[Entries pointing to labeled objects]
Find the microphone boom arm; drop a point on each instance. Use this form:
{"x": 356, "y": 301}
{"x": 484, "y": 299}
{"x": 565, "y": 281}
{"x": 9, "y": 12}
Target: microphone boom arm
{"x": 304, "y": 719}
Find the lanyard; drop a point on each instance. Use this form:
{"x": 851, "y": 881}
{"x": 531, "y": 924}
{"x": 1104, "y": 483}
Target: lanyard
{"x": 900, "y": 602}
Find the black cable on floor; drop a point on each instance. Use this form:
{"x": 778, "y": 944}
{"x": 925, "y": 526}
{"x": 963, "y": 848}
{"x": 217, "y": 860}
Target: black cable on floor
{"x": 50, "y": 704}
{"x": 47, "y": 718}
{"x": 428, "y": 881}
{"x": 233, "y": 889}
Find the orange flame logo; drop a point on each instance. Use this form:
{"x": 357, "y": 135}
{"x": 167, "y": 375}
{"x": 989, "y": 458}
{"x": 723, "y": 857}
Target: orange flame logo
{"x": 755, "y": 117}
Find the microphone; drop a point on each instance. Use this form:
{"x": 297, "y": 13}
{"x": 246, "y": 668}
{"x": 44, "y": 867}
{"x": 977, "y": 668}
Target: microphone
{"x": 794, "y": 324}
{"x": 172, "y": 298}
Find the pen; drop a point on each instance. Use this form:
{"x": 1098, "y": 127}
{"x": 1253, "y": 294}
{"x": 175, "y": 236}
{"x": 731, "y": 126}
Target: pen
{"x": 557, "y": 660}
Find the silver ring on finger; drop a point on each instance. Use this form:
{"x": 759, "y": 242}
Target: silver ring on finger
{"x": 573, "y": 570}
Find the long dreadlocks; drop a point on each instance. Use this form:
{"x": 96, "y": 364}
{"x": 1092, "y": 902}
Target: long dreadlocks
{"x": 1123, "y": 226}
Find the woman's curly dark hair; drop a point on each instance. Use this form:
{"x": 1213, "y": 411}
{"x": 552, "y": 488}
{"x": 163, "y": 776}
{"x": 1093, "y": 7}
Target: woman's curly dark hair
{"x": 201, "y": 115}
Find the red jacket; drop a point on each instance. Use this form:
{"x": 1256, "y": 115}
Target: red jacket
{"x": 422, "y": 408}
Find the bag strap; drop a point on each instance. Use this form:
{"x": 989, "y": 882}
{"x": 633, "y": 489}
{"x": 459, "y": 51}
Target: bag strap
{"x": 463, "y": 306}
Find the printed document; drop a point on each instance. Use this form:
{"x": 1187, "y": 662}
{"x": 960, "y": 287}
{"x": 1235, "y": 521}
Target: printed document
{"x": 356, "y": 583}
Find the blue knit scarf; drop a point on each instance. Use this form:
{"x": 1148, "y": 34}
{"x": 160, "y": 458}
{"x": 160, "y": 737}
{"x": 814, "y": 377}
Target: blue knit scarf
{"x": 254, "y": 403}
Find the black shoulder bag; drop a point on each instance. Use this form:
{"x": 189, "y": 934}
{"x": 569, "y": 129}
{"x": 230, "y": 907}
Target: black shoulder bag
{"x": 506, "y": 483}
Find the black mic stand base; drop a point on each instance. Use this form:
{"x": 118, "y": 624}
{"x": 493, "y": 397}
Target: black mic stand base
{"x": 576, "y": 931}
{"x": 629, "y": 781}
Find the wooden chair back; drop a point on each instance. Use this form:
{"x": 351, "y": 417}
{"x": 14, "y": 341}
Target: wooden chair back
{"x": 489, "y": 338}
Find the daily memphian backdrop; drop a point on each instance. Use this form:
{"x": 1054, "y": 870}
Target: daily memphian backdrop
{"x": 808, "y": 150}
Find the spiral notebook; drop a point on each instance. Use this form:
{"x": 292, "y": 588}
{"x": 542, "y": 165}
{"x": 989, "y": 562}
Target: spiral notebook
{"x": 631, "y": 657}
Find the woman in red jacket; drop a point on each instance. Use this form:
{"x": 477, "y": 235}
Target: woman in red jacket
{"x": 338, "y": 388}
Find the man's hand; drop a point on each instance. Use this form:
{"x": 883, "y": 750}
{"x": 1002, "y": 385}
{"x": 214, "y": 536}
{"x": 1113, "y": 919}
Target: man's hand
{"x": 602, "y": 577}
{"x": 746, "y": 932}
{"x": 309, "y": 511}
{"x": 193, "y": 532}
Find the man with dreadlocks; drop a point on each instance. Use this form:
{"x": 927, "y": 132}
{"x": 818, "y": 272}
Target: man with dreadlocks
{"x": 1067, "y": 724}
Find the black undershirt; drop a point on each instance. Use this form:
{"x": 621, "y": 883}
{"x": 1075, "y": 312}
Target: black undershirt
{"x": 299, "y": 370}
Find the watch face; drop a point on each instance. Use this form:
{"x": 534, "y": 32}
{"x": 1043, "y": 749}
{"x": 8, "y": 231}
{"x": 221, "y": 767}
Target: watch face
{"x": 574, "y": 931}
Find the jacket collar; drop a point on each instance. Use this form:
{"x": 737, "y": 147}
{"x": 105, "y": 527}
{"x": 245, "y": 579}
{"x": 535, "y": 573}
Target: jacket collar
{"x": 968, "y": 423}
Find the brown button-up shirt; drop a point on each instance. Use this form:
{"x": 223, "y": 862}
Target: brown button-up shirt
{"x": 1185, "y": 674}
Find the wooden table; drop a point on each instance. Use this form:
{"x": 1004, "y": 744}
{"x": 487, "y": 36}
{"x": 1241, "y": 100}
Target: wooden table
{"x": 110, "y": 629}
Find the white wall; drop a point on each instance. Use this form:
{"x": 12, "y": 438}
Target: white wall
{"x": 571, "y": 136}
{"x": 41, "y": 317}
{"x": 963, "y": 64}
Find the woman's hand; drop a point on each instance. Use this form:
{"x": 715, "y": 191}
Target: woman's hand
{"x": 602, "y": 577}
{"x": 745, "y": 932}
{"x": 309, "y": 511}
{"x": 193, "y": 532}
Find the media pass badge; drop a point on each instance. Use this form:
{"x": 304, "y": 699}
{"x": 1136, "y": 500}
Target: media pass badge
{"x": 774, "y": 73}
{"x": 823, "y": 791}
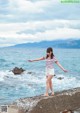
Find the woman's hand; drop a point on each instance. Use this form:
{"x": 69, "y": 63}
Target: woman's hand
{"x": 30, "y": 61}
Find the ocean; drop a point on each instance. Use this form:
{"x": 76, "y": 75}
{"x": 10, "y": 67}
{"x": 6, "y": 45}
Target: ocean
{"x": 13, "y": 87}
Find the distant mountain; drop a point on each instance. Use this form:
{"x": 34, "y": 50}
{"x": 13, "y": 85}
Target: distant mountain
{"x": 69, "y": 43}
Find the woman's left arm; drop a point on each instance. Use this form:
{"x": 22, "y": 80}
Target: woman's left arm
{"x": 57, "y": 62}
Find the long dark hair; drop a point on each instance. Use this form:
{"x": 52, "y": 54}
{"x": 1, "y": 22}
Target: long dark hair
{"x": 48, "y": 51}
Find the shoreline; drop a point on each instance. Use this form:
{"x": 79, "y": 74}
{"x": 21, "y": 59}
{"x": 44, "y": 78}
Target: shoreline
{"x": 65, "y": 100}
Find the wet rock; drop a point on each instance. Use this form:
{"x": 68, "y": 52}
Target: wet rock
{"x": 68, "y": 100}
{"x": 17, "y": 70}
{"x": 67, "y": 111}
{"x": 29, "y": 72}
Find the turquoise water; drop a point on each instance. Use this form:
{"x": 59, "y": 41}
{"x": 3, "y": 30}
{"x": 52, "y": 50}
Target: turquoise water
{"x": 26, "y": 85}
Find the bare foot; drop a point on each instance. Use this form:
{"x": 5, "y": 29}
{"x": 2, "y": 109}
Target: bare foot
{"x": 52, "y": 94}
{"x": 46, "y": 95}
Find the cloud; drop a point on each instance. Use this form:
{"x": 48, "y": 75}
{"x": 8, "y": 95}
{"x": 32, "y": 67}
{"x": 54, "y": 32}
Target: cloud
{"x": 26, "y": 10}
{"x": 35, "y": 31}
{"x": 24, "y": 21}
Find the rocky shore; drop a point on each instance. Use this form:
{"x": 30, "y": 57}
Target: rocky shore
{"x": 67, "y": 101}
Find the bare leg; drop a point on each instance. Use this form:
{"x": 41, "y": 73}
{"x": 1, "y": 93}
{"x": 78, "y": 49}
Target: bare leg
{"x": 50, "y": 85}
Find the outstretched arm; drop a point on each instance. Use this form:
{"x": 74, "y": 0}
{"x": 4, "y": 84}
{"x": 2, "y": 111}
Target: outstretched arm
{"x": 43, "y": 58}
{"x": 57, "y": 62}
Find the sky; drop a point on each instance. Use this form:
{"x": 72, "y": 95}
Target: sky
{"x": 23, "y": 21}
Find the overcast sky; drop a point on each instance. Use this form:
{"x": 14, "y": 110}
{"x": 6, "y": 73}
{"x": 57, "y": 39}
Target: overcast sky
{"x": 24, "y": 21}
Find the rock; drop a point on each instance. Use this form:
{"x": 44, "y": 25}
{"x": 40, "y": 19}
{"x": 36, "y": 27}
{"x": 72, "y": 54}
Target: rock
{"x": 67, "y": 111}
{"x": 68, "y": 100}
{"x": 17, "y": 70}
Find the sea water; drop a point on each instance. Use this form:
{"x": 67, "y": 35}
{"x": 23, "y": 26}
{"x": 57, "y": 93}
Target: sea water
{"x": 13, "y": 87}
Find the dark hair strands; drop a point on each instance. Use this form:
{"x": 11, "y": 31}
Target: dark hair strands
{"x": 48, "y": 51}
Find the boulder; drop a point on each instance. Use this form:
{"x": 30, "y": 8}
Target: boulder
{"x": 17, "y": 70}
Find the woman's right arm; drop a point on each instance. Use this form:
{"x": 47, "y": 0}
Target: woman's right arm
{"x": 43, "y": 58}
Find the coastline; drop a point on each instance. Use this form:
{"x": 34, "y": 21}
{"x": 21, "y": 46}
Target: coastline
{"x": 65, "y": 100}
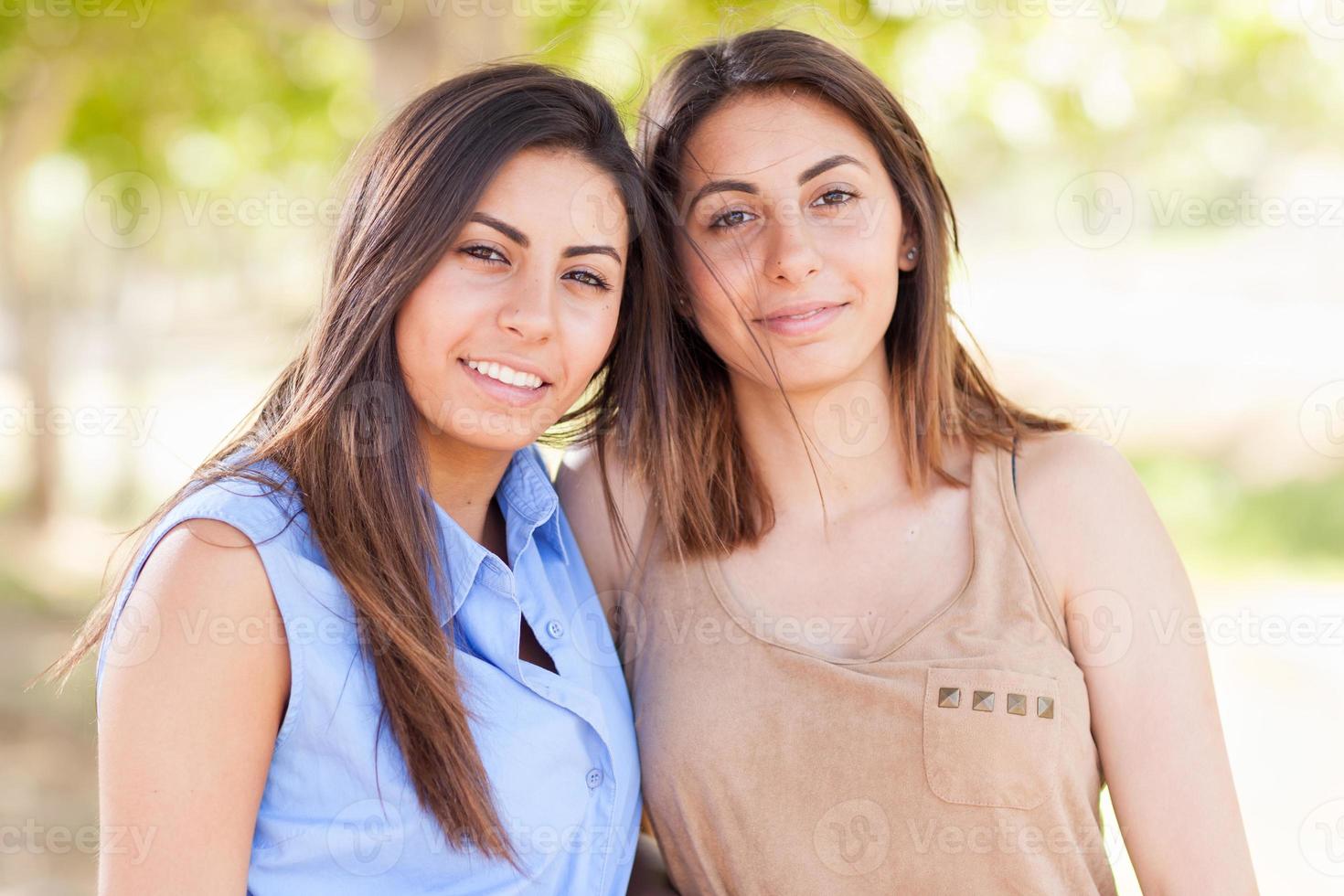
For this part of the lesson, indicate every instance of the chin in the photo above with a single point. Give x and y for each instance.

» **Required work**:
Give the part of the records that opens with the line containing "Find the rocky" and runs through the end of the records as a JSON list of strings, one string per line, with blank lines omitted. Leave the pictures out of the list.

» **Exercise output**:
[
  "Find the rocky shore; drop a point on each instance. Use this form:",
  "{\"x\": 30, \"y\": 57}",
  "Target: rocky shore",
  "{\"x\": 67, \"y\": 101}",
  "Find the bare leg; drop a point on each instance. Use this form:",
  "{\"x\": 41, \"y\": 73}",
  "{\"x\": 1, \"y\": 93}",
  "{\"x\": 78, \"y\": 49}",
  "Target: bare leg",
  "{\"x\": 50, \"y\": 85}",
  "Find the outstretched arm; drop a point on each instance. Use this form:",
  "{\"x\": 74, \"y\": 0}",
  "{\"x\": 4, \"y\": 84}",
  "{\"x\": 2, \"y\": 111}",
  "Target: outstretched arm",
  "{\"x\": 43, \"y\": 58}",
  "{\"x\": 57, \"y\": 62}",
  "Find the sky; drop a point on each instance. Use this form:",
  "{\"x\": 72, \"y\": 95}",
  "Target: sky",
  "{\"x\": 23, \"y\": 21}",
  "Find the overcast sky; drop a point on each instance. Use this form:",
  "{\"x\": 14, \"y\": 110}",
  "{\"x\": 6, \"y\": 73}",
  "{\"x\": 57, \"y\": 39}",
  "Target: overcast sky",
  "{\"x\": 24, \"y\": 21}",
  "Find the rock; drop a point on each instance. Use this form:",
  "{\"x\": 44, \"y\": 25}",
  "{\"x\": 40, \"y\": 19}",
  "{\"x\": 36, \"y\": 27}",
  "{\"x\": 72, \"y\": 54}",
  "Target: rock",
  "{\"x\": 67, \"y\": 111}",
  "{\"x\": 68, \"y\": 100}",
  "{\"x\": 17, \"y\": 70}",
  "Find the sea water; drop a point on each instance. Use this form:",
  "{\"x\": 67, \"y\": 35}",
  "{\"x\": 23, \"y\": 26}",
  "{\"x\": 57, \"y\": 93}",
  "Target: sea water",
  "{\"x\": 13, \"y\": 87}",
  "Find the dark hair strands; drop a point on each instance. Use this form:",
  "{\"x\": 11, \"y\": 31}",
  "Target: dark hair strands",
  "{\"x\": 48, \"y\": 51}",
  "Find the boulder; drop a point on each instance. Use this form:",
  "{\"x\": 30, \"y\": 8}",
  "Target: boulder",
  "{\"x\": 17, \"y\": 70}",
  "Find the woman's right arm; drop a point on each instance. Use this form:",
  "{\"x\": 47, \"y\": 0}",
  "Target: woman's right arm",
  "{\"x\": 43, \"y\": 58}",
  "Find the coastline; drop a point on each instance. Use this form:",
  "{\"x\": 34, \"y\": 21}",
  "{\"x\": 21, \"y\": 46}",
  "Target: coastline",
  "{\"x\": 65, \"y\": 100}",
  "For this part of the lesson, indicate every instance of the chin in the photo above with a single point. Give x and y for each instance."
]